#### [PASSAGE SHOWN]
In 1958 a group of mostly Quaker peace activists sailed the 39-foot wooden sailboat “Golden Rule” from California to Oahu with
the intention of sailing on to the
Marshall Islands to protest and disrupt U.S. nuclear weapons testing.
It was a spirited and audacious plan — but the four-member crew never made it any farther than Hawaii.
The Golden Rule made no secret of its goal to sail to Enewetak, and the Coast Guard was there to stop the boat — twice — as it attempted to leave Ala Wai Boat Harbor.
The crew members made their point anyway when they were arrested, jailed and tried in Honolulu — generating international news in the process.
A protest was held outside the
federal courthouse seeking a stop to bombing tests by the United States, Britain and Soviet Union and the release of the crew.
Sixty-one years later, the Golden Rule is back in Ala Wai Boat Harbor and again trying to reach the Marshall Islands — with plans this time to carry its anti-nuke message all the way to Hiroshima, Japan on Aug. 6, 2020 — the 75th anniversary of the atomic bombing.
Among the goals of the organization Veterans for Peace, which owns the Golden Rule, is ratification of the United Nation’s 2017 Treaty on the Prohibition of Nuclear Weapons — which lacks signatures from nuclear-
armed nations, including the United States.
“We’re working toward worldwide ratification of the treaty,” said Golden Rule project manager Helen Jaccard. “As soon as 50 countries ratify it,
it becomes international law, and we’re working (on that) now, as we voyage around.”
In Hawaii, the group is seeking to build county and state Legislature support for the treaty, and for that to be passed to the federal government, Jaccard said while on a visit to the Golden Rule.
So far, 33 nations have ratified the treaty — which likely wouldn’t be followed by nuclear-armed states anyway.
Jaccard acknowledges that’s probably the case, “but it’s also a way to educate people that nuclear weapons are still here and we still need to get rid of them before they accidentally or intentionally get rid of us.”

#### [EXERCISE GOAL]
According to the Golden Rule article, which organization owns the boat? Base your answer solely on the Golden Rule article.

Records in a dataset:
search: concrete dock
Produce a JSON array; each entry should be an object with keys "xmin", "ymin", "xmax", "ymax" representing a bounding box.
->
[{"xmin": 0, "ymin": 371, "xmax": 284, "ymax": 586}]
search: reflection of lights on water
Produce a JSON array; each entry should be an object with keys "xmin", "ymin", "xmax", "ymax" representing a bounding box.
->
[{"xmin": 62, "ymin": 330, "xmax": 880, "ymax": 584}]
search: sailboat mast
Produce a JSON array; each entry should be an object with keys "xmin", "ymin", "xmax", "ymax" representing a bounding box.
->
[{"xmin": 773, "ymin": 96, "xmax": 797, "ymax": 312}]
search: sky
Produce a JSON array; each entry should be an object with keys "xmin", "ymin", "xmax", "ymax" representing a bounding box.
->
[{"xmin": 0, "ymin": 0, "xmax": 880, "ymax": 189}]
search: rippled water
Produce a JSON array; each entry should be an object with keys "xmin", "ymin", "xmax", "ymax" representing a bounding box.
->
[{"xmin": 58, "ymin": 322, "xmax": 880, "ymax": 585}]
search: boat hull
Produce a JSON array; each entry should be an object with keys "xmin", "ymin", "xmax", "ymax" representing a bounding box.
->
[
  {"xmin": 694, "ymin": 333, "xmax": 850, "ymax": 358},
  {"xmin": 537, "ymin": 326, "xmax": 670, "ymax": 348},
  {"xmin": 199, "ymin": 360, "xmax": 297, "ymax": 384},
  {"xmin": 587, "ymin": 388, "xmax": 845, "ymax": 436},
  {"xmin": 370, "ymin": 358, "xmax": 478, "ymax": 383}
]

#### [WORKED SOLUTION]
Veterans for Peace owns the Golden Rule.